### REQUIRED WORK
Copy out all the entries exactly.

======== RECORD SET ========

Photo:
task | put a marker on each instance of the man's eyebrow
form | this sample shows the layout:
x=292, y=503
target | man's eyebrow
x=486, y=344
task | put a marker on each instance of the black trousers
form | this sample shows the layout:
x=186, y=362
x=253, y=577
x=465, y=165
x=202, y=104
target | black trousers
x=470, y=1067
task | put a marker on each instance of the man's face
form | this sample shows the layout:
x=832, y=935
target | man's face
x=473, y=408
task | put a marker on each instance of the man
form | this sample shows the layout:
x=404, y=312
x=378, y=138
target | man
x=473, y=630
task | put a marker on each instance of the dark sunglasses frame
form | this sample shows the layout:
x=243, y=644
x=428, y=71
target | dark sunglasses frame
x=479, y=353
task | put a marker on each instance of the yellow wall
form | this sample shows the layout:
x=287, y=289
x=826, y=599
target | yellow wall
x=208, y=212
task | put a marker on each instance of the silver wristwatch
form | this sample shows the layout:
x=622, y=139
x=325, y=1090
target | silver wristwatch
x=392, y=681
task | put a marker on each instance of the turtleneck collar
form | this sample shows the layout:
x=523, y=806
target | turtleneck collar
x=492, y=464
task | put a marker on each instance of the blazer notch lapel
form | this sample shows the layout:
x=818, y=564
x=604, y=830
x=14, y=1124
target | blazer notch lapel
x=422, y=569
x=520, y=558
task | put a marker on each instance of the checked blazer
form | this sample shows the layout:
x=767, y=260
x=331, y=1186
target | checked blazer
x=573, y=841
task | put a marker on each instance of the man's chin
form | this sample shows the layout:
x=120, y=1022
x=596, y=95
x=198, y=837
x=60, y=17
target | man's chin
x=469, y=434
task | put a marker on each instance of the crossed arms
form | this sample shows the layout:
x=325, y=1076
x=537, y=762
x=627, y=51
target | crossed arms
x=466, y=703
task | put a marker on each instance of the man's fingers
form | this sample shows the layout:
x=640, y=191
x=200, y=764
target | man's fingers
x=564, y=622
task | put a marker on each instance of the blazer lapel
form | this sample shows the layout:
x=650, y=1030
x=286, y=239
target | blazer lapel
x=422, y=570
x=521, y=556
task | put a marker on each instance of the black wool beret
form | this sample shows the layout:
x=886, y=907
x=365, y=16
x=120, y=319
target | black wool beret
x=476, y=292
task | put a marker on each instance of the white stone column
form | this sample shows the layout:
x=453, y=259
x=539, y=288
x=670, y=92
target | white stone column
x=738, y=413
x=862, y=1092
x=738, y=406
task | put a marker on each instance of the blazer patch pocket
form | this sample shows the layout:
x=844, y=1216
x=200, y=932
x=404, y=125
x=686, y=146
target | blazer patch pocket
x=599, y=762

========

### RESPONSE TO THIS EXERCISE
Photo:
task | put a marker on each instance of the man's eyebrow
form | this sample shows the layout:
x=292, y=503
target | man's eyebrow
x=486, y=344
task | put a marker on each instance of the black trousers
form | this sample shows the layout:
x=186, y=362
x=253, y=577
x=465, y=165
x=202, y=104
target | black trousers
x=470, y=1067
task | put a marker on each instance of the man's face
form | this sample shows the layout:
x=832, y=935
target | man's face
x=473, y=408
task | put a marker on each instance of the man
form | this sample shows the layout:
x=404, y=312
x=378, y=138
target | man
x=473, y=630
task | put a marker on each instance of the dark sunglasses frame
form | this sample shows the layout:
x=243, y=644
x=428, y=71
target | dark sunglasses frame
x=479, y=353
task | put a marker on each instance of the yellow wall
form | this sample shows the layout:
x=287, y=289
x=826, y=599
target | yellow wall
x=208, y=212
task | put a marker on each instance of the silver wristwatch
form | this sample shows the layout:
x=622, y=139
x=325, y=1090
target | silver wristwatch
x=392, y=681
task | put a marker on each instance of the turtleneck collar
form | this sample shows the layout:
x=523, y=806
target | turtleneck collar
x=492, y=464
task | put a marker on each instance of the blazer notch lapel
form | this sample shows the layout:
x=818, y=564
x=604, y=830
x=14, y=1124
target | blazer notch lapel
x=422, y=569
x=520, y=558
task | put a marker on each instance of the checked blazer
form | this sample shows the layout:
x=767, y=260
x=331, y=1186
target | checked blazer
x=573, y=841
task | put a marker on each instance of the man's chin
form | this sample shows the layout:
x=120, y=1022
x=596, y=95
x=198, y=837
x=60, y=17
target | man's chin
x=469, y=434
task | put a marker on each instance of the crossed arms
form | this sample shows the layout:
x=325, y=1076
x=537, y=762
x=627, y=51
target | crossed arms
x=466, y=703
task | put a marker on each instance of the man's fingers
form | this sample shows the layout:
x=640, y=191
x=200, y=764
target | man's fingers
x=564, y=622
task | put a marker on each instance of the blazer lapel
form | this sample shows the layout:
x=650, y=1030
x=286, y=239
target | blazer lapel
x=422, y=570
x=521, y=556
task | put a marker on each instance of the black wool beret
form | this sample shows the layout:
x=886, y=907
x=365, y=16
x=120, y=319
target | black wool beret
x=476, y=292
task | put a marker on each instance of the white stone column
form | this sample shows the layout:
x=453, y=259
x=539, y=288
x=670, y=92
target | white stone column
x=738, y=413
x=862, y=1092
x=738, y=406
task | put a marker on each instance of the blazer patch pocket
form | this sample shows the layout:
x=844, y=1216
x=200, y=932
x=404, y=125
x=686, y=146
target | blazer patch pocket
x=599, y=762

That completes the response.